PROBLEM STATEMENT
Present the material below as a JSON list of strings, one string per line, and omit any blank lines.

PROVIDED INFORMATION
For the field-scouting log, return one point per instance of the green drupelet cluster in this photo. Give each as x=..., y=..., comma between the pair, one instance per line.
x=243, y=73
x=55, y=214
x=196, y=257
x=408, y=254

COMPLETED EXERCISE
[
  "For the field-scouting log, return one point per instance of the green drupelet cluster in this photo. Give each as x=..., y=..., comma between the pair, one instance per line.",
  "x=243, y=73",
  "x=55, y=214",
  "x=196, y=257",
  "x=408, y=254"
]